- [YOUR ASSIGNMENT]:
Produce an exact copy of all the data below, dropping every image.

(SUPPLIED DATA begins)

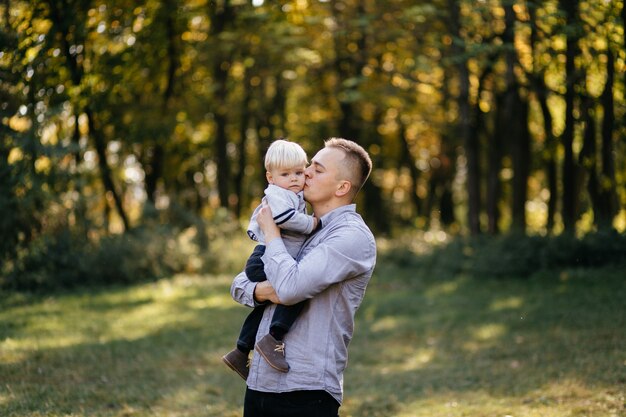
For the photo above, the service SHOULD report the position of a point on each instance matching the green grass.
(551, 346)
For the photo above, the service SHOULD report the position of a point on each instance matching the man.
(331, 271)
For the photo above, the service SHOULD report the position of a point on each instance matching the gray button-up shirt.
(332, 271)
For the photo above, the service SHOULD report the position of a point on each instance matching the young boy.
(285, 163)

(SUPPLIED DATA ends)

- [SOLVED EXERCISE]:
For the photo above, the service SHOULD report the position of a point on each instance matching the green grass.
(551, 346)
For the photo above, the service SHOULD report the position of a point on each instance matching the man.
(331, 271)
For the photo above, the service SHOULD report the position of a point on each instance matching the gray button-up shirt.
(332, 271)
For the photo above, the service SHOULD report the position of a point on each instance matching the young boy.
(285, 163)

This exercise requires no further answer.